▸ **YOUR INSTRUCTIONS**: Quote all of the data that follows exactly as written, skipping the images.

▸ **INPUT MATERIAL**:
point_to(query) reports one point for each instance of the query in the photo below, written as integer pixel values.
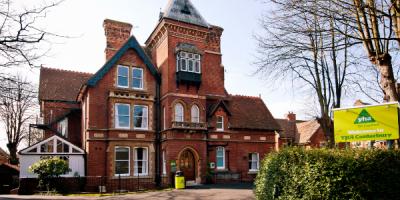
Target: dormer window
(123, 74)
(188, 62)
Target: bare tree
(377, 24)
(298, 43)
(17, 102)
(20, 35)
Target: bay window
(188, 62)
(123, 74)
(141, 160)
(253, 161)
(220, 123)
(140, 117)
(179, 113)
(220, 158)
(122, 116)
(137, 78)
(122, 161)
(195, 114)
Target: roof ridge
(246, 96)
(66, 70)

▸ **ANSWER TO THIS TASK**:
point_to(query) reports one point for each instance of the query in the photo below, written as integer pixel values.
Target: dormer window
(123, 74)
(188, 62)
Target: bare tree
(377, 24)
(298, 43)
(17, 102)
(20, 35)
Target: bay window
(188, 62)
(123, 74)
(141, 160)
(253, 161)
(220, 123)
(140, 117)
(179, 113)
(220, 158)
(122, 116)
(137, 78)
(122, 161)
(195, 114)
Target: roof ridge
(246, 96)
(66, 70)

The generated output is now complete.